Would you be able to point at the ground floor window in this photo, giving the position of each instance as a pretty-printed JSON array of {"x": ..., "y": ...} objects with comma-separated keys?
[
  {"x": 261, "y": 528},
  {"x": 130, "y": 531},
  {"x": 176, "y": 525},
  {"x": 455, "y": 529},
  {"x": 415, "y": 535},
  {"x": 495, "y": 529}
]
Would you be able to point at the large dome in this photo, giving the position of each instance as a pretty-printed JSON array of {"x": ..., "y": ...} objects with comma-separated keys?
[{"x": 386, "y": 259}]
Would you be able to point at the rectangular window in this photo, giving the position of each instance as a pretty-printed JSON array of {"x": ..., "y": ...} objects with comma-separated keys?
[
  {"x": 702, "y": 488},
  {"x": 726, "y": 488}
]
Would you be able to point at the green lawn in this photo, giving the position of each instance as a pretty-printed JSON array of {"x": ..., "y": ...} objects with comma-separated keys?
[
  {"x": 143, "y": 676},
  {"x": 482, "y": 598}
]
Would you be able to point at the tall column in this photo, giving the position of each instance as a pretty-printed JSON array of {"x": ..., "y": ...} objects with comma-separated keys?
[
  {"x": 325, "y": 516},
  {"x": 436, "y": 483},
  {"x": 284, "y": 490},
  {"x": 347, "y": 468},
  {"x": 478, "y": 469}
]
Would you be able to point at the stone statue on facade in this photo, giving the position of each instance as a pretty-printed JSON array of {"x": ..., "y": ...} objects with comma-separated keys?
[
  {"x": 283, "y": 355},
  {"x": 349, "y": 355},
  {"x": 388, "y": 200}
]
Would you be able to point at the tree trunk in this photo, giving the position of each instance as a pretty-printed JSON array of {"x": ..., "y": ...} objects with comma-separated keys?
++++
_TUGAS LATIHAN_.
Sunting bentangan baris dari baris yang memuat "Would you be able to point at the stone" hingga baris terakhir dengan mengganti "stone statue" menjadi "bronze statue". Tuliskan kembali hanya baris-baris itu dan biarkan bagian lainnya tetap sama.

_JAWABAN_.
Would you be able to point at the bronze statue on facade in this photo, giving the position of each instance as a pretty-printed JSON array of {"x": ..., "y": ...} objects with comma-separated keys?
[
  {"x": 283, "y": 355},
  {"x": 349, "y": 355},
  {"x": 388, "y": 200}
]
Would you be able to point at the tree trunk in this photo, giving the position of each instance as a pretty-printed JSON array of {"x": ..., "y": ...} objects with comma-separated keys?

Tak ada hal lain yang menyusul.